The input: Begin

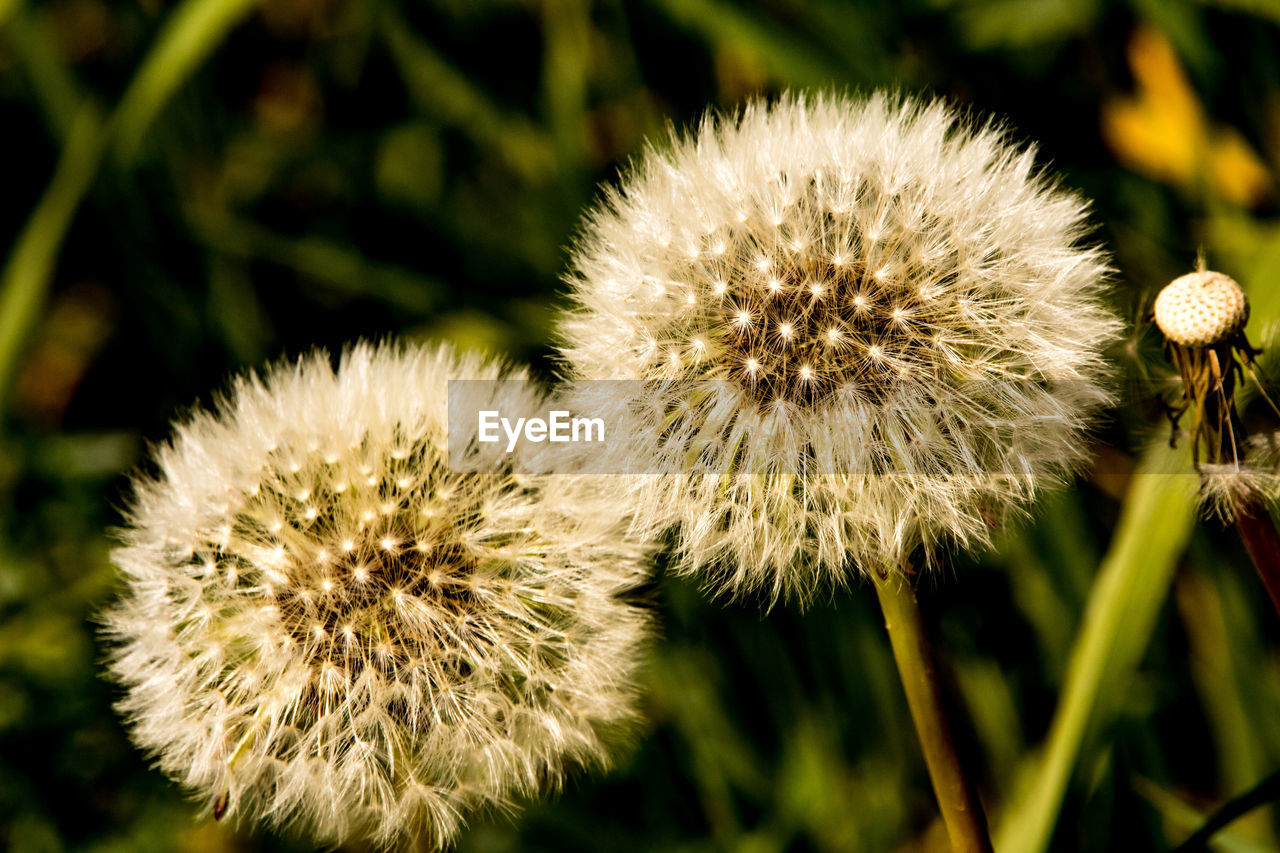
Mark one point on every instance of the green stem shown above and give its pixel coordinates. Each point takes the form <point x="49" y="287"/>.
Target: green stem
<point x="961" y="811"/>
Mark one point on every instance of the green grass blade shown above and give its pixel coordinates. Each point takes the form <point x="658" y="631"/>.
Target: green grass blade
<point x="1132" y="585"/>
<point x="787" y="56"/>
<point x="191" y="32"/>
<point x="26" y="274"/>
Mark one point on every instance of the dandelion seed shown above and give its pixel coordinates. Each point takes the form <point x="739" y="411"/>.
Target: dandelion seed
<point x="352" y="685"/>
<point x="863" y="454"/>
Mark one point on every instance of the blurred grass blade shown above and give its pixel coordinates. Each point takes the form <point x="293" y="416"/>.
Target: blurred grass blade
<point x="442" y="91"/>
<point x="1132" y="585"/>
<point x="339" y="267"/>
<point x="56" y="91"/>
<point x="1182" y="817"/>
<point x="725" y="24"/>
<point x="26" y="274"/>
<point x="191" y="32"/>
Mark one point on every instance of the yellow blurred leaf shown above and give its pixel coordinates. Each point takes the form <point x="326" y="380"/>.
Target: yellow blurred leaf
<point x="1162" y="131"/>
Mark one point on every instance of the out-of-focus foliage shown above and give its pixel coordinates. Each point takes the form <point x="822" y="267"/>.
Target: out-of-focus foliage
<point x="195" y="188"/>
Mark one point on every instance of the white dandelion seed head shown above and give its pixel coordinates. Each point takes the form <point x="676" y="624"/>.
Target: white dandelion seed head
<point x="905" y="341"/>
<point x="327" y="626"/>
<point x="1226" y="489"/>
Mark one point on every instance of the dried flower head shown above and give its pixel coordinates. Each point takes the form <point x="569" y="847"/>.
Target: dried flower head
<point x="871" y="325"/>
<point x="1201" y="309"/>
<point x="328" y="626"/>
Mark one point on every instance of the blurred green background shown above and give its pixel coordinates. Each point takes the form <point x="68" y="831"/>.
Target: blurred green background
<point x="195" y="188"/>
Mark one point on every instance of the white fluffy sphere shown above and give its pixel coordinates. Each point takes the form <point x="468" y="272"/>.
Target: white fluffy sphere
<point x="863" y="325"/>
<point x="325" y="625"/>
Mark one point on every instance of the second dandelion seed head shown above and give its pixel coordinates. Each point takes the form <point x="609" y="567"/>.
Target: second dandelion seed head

The input: End

Please give only the number of lines in the listing that hold the word "second".

2